== Segment start ==

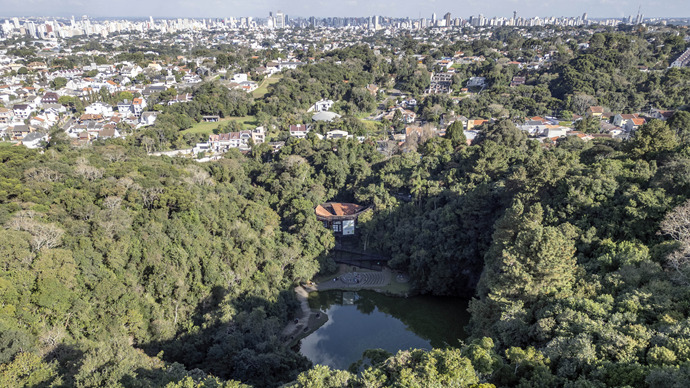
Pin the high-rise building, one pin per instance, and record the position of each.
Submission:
(279, 20)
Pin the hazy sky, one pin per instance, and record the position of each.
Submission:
(396, 8)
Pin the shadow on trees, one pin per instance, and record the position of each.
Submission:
(238, 340)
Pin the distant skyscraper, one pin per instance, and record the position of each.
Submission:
(279, 20)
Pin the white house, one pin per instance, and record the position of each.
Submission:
(338, 134)
(99, 108)
(323, 105)
(239, 77)
(299, 131)
(34, 139)
(621, 120)
(22, 111)
(124, 107)
(148, 118)
(138, 105)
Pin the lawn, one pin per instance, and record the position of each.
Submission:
(248, 122)
(262, 90)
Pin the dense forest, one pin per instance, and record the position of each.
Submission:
(124, 268)
(127, 270)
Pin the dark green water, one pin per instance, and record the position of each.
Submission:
(363, 320)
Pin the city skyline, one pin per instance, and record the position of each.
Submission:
(348, 8)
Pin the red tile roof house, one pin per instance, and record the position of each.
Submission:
(340, 217)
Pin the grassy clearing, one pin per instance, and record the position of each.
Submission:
(248, 122)
(262, 90)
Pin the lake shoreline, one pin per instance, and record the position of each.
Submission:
(310, 320)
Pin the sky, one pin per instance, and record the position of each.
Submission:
(343, 8)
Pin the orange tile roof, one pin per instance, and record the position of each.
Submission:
(338, 209)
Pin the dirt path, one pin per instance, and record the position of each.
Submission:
(347, 278)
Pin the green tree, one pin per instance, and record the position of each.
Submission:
(455, 133)
(651, 139)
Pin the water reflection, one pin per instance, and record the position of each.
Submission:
(367, 320)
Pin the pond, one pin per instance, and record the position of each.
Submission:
(363, 320)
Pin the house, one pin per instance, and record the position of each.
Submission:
(239, 77)
(248, 86)
(224, 141)
(476, 82)
(620, 120)
(49, 98)
(124, 107)
(299, 131)
(150, 90)
(338, 134)
(407, 116)
(595, 111)
(99, 108)
(475, 123)
(409, 103)
(22, 111)
(325, 116)
(440, 83)
(258, 135)
(6, 115)
(276, 145)
(633, 124)
(517, 81)
(54, 109)
(138, 105)
(661, 114)
(108, 131)
(148, 118)
(19, 131)
(340, 217)
(34, 139)
(181, 98)
(323, 105)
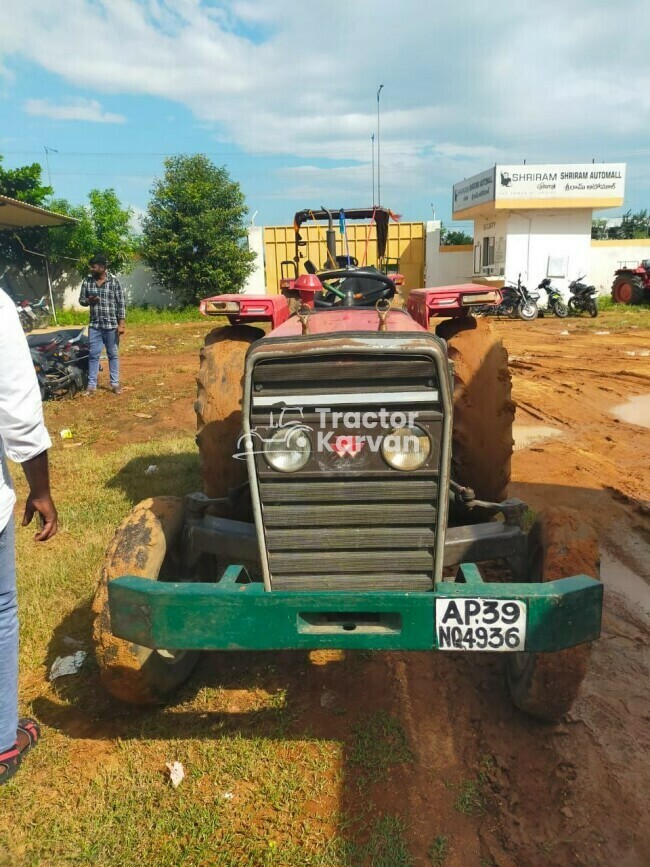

== Segment end ==

- WORK ORDER:
Exclude the pictures, and transcribe all of the material exactly.

- OUTPUT:
Pin the high-rise building, one pin per instance, and record the position of each.
Submission:
(279, 20)
Pin the hazy sky, one pin per instance, and record the position of each.
Submission:
(396, 8)
Pin the shadow on trees, one pin per instance, and record the position of each.
Submission:
(238, 340)
Pin the distant skyscraper, one pin per instance, and record the position of each.
Submission:
(279, 20)
Pin the white house, one pin per instance, and record the position of each.
Submission:
(338, 134)
(99, 108)
(323, 105)
(239, 77)
(299, 131)
(34, 139)
(621, 120)
(22, 111)
(124, 107)
(148, 118)
(138, 105)
Pin the lawn, one pin per instance, and record the position of each.
Submission:
(248, 122)
(262, 90)
Pin the dense forest, one pin per instance, and record the position of each.
Submission:
(124, 268)
(127, 270)
Pin the dark green water, one pin per instance, and record the position of each.
Submission:
(363, 320)
Pin the city skyline, one pin per instance, and record the position of each.
Submission:
(348, 8)
Pin the red tile roof house, one pin per instance, and record the position of each.
Submission:
(340, 217)
Pin the grassy clearing, one pin per instance, and record the position of each.
Submission:
(248, 122)
(262, 90)
Pin the lake shoreline, one pin per instance, and record the position of each.
Submission:
(310, 320)
Pin the sky, one pin per instance, and record the position of each.
Submission:
(343, 8)
Pin the orange tile roof, one pin per instance, and record the position of each.
Submission:
(338, 209)
Pin the dirt path, one pin per instance, and record the position of each.
Submission:
(347, 278)
Pin the green tree, one pin per instance, and record the position of each.
Submission:
(455, 133)
(651, 139)
Pin the water reflection, one pin per instance, and record the position of each.
Submission:
(367, 320)
Pin the pond, one pin per instance, and record the position of each.
Submission:
(363, 320)
Pin the house, one pin per instance, and record the position of each.
Submission:
(239, 77)
(248, 86)
(224, 141)
(476, 82)
(620, 120)
(49, 98)
(124, 107)
(299, 131)
(150, 90)
(338, 134)
(407, 116)
(595, 111)
(99, 108)
(475, 123)
(409, 103)
(22, 111)
(325, 116)
(440, 83)
(258, 135)
(6, 115)
(276, 145)
(633, 124)
(517, 81)
(54, 109)
(138, 105)
(661, 114)
(108, 131)
(148, 118)
(19, 131)
(340, 217)
(34, 139)
(181, 98)
(323, 105)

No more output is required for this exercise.